▶ **本文**:
┄┄┄┄┄┄┄┄┄┄

先日「帰ってすぐに「ただいま手洗い」!玄関近くに洗面台の家いろいろ」と題した記事で、新型コロナウィルス感染予防がしやすい家の間取りの工夫をご紹介したところ反響をいただき、なかには「家を建てたくなった」という声も。最近は感染対策への意識の高まりで、建築会社さんとプランを打ち合わせ中のお客さんから「玄関の近くに洗面台を置きたい」という要望が多く聞かれるようです。
玄関の一角に手洗い専用の洗面台を設けてもいいですが、その分コストがかかりますし場所も取るので、できれば用途を兼ねたいですよね。実際にこれまでのリプランの取材先で、玄関近くに洗面台のあるお住まいを見ると、ほとんどが用途を兼ねています。そこで今回は、「どのように用途を兼ねているのか」に注目して、なかでも特に多い2パターンの「ただいま手洗い」の間取りをご紹介します。
トイレの手洗い器を、トイレの外に出す間取り
「ただいま手洗い」の間取りの特徴のひとつは、「トイレが玄関の近くに配置されている」こと。手洗い器をトイレ内に併設するご家庭が多いですが、それをトイレの外に出すことで、帰宅してすぐの手洗い場として使えます。
地場の木材をふんだんに使った大屋根の外観デザインが目を引くこちらのお住まい。玄関に入ると正面には、異なる樹種の板を張って仕上げたアクセントウォールが見え、その裏手にトイレ用の手洗いスペースを配しています。コンパクトでも手洗い・うがいをする場所があるのは安心です。

┄┄┄┄┄┄┄┄┄┄

▶ **情報の活用**:
1. 玄関近くの手洗い間取りの記事について、次の問いに答えてください。
(a) 感染対策への意識の高まりで、建築会社とプランを打ち合わせ中のお客さんから多く聞かれる要望は何ですか?
(b) 玄関の一角に手洗い専用の洗面台を設ける場合の難点として、何が挙げられていますか?
(c) 大屋根の住まいで、玄関正面に見えるアクセントウォールはどのように仕上げられていますか?
2. 玄関近くの手洗い間取りの記事を、最後の文の後から書き継いでください。
エントリを参照する必要はありません。

(ポイント位置データ)
┄┄┄┄┄┄┄┄┄┄

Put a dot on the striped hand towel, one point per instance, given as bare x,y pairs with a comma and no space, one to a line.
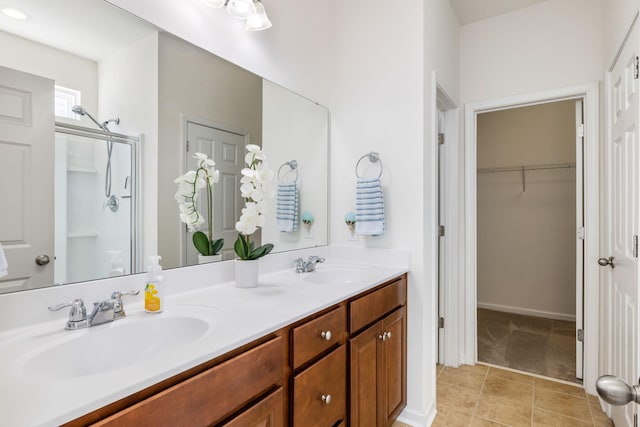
287,207
369,207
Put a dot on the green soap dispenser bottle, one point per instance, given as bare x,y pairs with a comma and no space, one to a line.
154,289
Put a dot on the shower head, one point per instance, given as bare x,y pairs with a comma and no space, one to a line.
79,109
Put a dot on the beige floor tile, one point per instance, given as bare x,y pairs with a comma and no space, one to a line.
543,418
503,411
510,375
466,378
564,404
560,387
449,417
507,389
481,422
454,396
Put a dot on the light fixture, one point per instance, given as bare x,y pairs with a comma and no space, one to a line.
215,3
251,10
259,20
14,13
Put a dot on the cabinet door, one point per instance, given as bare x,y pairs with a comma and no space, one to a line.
392,374
269,412
363,354
320,392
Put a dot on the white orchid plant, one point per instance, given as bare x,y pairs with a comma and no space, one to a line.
189,186
255,190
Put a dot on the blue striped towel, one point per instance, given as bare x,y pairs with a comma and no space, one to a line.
287,207
369,207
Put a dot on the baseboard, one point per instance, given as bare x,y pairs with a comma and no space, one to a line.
416,418
528,312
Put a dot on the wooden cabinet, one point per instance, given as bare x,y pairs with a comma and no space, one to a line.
343,366
266,413
377,358
320,392
210,396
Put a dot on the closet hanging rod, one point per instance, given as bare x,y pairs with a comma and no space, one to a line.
569,165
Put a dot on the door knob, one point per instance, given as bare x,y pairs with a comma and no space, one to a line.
606,261
42,259
616,391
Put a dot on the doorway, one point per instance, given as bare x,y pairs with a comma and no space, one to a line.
530,248
588,93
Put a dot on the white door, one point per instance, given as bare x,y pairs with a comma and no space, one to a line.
621,289
441,234
227,150
579,238
27,127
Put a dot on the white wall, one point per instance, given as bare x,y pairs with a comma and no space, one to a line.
553,44
526,239
372,66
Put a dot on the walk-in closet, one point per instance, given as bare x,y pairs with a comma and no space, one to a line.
529,258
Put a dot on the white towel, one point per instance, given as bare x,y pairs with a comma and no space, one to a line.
369,207
287,201
3,263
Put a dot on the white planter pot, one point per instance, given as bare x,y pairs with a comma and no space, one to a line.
247,273
204,259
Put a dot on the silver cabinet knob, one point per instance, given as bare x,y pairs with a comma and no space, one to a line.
616,391
603,262
42,259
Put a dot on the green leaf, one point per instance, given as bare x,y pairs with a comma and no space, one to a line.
241,248
216,246
201,242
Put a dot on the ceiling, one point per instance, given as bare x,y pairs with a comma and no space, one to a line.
469,11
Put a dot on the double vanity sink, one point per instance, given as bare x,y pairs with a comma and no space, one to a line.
68,373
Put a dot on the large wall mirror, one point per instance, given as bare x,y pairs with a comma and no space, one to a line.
101,111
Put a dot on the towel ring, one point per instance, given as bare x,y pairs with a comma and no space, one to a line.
293,165
373,158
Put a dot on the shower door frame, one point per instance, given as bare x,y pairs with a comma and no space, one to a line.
134,216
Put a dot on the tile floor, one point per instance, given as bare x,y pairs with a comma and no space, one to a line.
480,395
532,344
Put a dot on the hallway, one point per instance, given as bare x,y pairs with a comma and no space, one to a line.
483,395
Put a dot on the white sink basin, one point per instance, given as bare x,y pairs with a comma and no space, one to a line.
337,274
124,342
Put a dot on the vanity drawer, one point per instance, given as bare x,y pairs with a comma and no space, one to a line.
376,304
207,397
317,335
326,378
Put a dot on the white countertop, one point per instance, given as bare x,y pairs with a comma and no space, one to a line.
241,316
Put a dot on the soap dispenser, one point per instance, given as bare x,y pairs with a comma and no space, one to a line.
154,289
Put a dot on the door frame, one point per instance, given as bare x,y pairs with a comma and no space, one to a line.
589,93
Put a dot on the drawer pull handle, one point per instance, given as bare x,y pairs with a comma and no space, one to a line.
384,336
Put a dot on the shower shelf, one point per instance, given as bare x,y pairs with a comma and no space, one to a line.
80,169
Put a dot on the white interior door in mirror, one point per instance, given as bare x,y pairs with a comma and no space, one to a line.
227,150
26,178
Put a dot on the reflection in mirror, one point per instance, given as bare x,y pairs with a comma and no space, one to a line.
165,92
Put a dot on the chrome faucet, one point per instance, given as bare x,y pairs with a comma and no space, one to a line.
103,311
303,266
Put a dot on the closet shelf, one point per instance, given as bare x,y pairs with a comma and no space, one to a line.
523,168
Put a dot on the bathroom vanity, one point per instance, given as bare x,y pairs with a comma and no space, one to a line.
320,348
344,365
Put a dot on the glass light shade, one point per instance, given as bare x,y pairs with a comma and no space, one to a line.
259,20
214,3
241,8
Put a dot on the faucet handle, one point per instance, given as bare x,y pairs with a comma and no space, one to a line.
78,311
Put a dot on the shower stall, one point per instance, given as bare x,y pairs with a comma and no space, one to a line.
96,203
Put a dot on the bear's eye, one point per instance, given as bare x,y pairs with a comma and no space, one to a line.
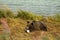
31,23
28,31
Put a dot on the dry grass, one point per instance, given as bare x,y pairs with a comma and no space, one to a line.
17,31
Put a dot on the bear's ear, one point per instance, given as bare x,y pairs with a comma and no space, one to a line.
28,22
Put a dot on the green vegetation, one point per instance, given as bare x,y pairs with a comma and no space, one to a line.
18,23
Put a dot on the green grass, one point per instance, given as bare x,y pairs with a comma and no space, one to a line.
18,23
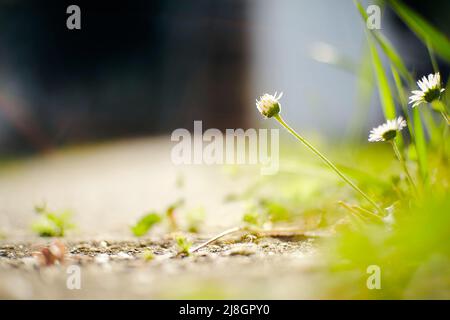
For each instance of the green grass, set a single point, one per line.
(52, 223)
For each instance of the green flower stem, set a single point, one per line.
(445, 116)
(328, 162)
(402, 161)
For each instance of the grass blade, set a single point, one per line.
(421, 146)
(387, 47)
(384, 90)
(424, 30)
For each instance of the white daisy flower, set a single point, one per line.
(387, 131)
(269, 105)
(430, 89)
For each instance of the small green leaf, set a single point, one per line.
(183, 245)
(144, 224)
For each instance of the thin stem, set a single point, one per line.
(211, 240)
(402, 161)
(445, 116)
(328, 162)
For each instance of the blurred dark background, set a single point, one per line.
(135, 67)
(138, 67)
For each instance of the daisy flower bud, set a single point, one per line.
(387, 131)
(269, 105)
(430, 90)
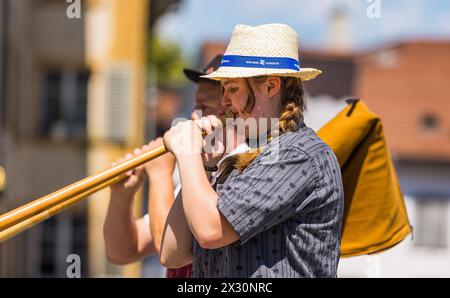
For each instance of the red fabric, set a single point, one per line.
(183, 272)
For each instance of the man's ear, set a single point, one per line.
(273, 85)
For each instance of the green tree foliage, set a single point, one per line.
(166, 63)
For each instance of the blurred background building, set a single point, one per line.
(76, 94)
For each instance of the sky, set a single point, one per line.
(196, 21)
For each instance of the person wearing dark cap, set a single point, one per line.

┄┄┄┄┄┄┄┄┄┄

▶ **解答一覧**:
1.
(a) 玄関の近くに洗面台を置きたいという要望です。
(b) コストがかかり、場所も取ることです。
(c) 異なる樹種の板を張って仕上げられています。

2.
設計/(有)ササキ設計 <Replan東北 vol.64掲載>
こちらも、同じくトイレの手洗い器を外に出した間取りです。このお宅は住宅に事務所を併設した職住一体の家なので、事務所で作業していてちょっと水を使いたいときにも便利そうです。手洗い器をトイレの外に出す場合は、ご紹介した2事例のように玄関から丸見えにならないよう配慮した設計が多いですね。
設計・施工/(株)国木ハウス <Replan北海道 vol.127掲載>
洗面化粧台を、玄関近くに配置する間取り
玄関と洗面台が近いレイアウトでもう一つ多いのが、洗面化粧台が玄関の近くにあるパターン。帰ってからの手洗いやうがいも、日常的な洗顔や歯磨きもこの1ヵ所で済み、効率的でコストパフォーマンスが良い方法です。
規則正しい四角のなかに、玄関・LDK・ユーティリティ・寝室・ウォークインクローゼットを配置したこちらのお住まいは、各部屋を回遊できる機能的にまとまった間取り。シューズクロークにはコート掛けも備えてあるので、帰ってきて上着を吊るし、靴を脱いで洗面台へ、とスムーズに行くことができます。また洗面台はトイレの真横なので、トイレ後の手洗い場にもなります。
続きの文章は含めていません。